PASSAGE -
After this, and throughout the rest of this volume, Horne concentrates on the investigation of the medical evidence by the ARRB, as headed by Jeremy Gunn. Before approaching that inquiry and evaluating it, let me add some qualifications to this ARRB endeavor. As others, like medical investigator Pat Speer, have written, one has to qualify some of this testimony simply because it came so late in the game. From the chart Horne produces on pages 59-64, the ARRB medical interviews started in early 1996 and extended to October of 1997. So the witnesses were addressing the issue anywhere from 33-34 years after the fact. Further, many of the witnesses were quite old at the time. And although I am not that old, I can attest to the fact that memories do not get better as one gets older, they usually get worse. Third, because of all the controversy on this issue, plus the fact that it is politically charged, testimony tends to get altered or fudged. And Horne describes two witnesses who changed their stories on an important issue: John Stringer and Floyd Riebe. In 1972, autopsy photographer Stringer – who, incredibly, was not contacted by the Warren Commission – said that the damage to Kennedy's skull was in the rear. He then changed his story for the HSCA and ARRB. He now said it was on the right side above the right ear – which coincides with the autopsy report. (p. 183) Riebe, Stringer's assistant, earlier told researchers about this gaping hole in the back of Kennedy's head. When Gunn showed him the alleged autopsy photos which show an intact rear skull, he now agreed that this is what he saw that night. (p. 229) Further, Stringer says that Riebe took no photographs. (p. 166) Riebe has always said he did. Although the number and type have slightly varied through the years. (See chart on page 226) Further, Robert Knudsen, a White House photographer who insisted that he, at the very least, developed photographs from the autopsy is not even known by Stringer! (p. 177) I found this remarkable. Gunn asks Stringer about Knudsen in more than one way. Yet Knudsen's name is so foreign to Stringer that he actually asks Gunn if Knudsen was a doctor. (The Knudsen mystery is an interesting episode which I will return to later.)

Having established these serious qualifications, let me state why I think they exist. It is not the fault of Doug Horne, or Jeremy Gunn, or the ARRB. In my view, and disagreeing with David Lifton, this much varied and at times, unfathomable and irreconcilable medical record is owed to one man above all: Arlen Specter......So he did what his masters on the Commission wanted: He deliberately concealed the truth. And this robbed us all of a true cross-examination of the medical witnesses at the time when they were not old and infirm and when their memories were fresh.

DESCRIPTION OF THE TASK -
Rewrite the passage on the ARRB medical evidence from "Having established these" to "memories were fresh.", putting "grave qualifications" where "serious qualifications" stands.

(Collected data)
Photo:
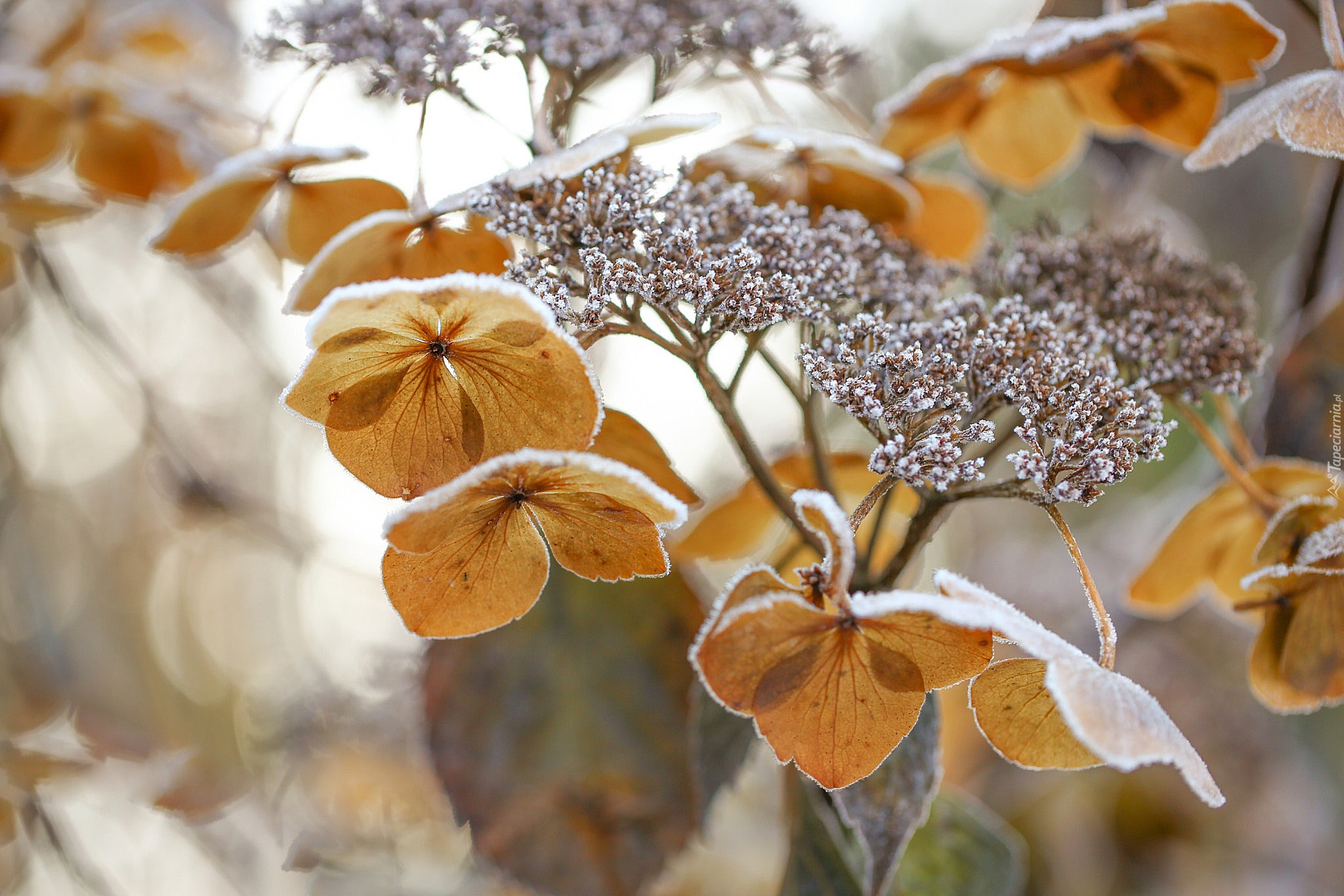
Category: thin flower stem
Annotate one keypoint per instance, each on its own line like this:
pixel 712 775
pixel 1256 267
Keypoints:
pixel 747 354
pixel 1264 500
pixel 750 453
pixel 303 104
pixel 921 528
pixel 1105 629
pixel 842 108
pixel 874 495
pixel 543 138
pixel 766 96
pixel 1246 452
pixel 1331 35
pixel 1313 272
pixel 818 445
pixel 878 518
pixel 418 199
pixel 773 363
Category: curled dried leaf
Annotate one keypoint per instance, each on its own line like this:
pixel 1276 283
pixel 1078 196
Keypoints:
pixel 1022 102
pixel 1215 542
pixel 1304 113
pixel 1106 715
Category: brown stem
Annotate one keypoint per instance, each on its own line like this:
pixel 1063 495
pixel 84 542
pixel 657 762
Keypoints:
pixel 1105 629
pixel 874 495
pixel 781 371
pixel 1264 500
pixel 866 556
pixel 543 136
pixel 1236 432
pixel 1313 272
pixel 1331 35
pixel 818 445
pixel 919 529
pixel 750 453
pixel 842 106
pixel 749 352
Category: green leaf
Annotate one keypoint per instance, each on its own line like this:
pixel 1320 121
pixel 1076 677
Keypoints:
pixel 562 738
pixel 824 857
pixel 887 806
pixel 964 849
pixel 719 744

YOUR SOLUTION -
Having established these grave qualifications, let me state why I think they exist. It is not the fault of Doug Horne, or Jeremy Gunn, or the ARRB. In my view, and disagreeing with David Lifton, this much varied and at times, unfathomable and irreconcilable medical record is owed to one man above all: Arlen Specter......So he did what his masters on the Commission wanted: He deliberately concealed the truth. And this robbed us all of a true cross-examination of the medical witnesses at the time when they were not old and infirm and when their memories were fresh.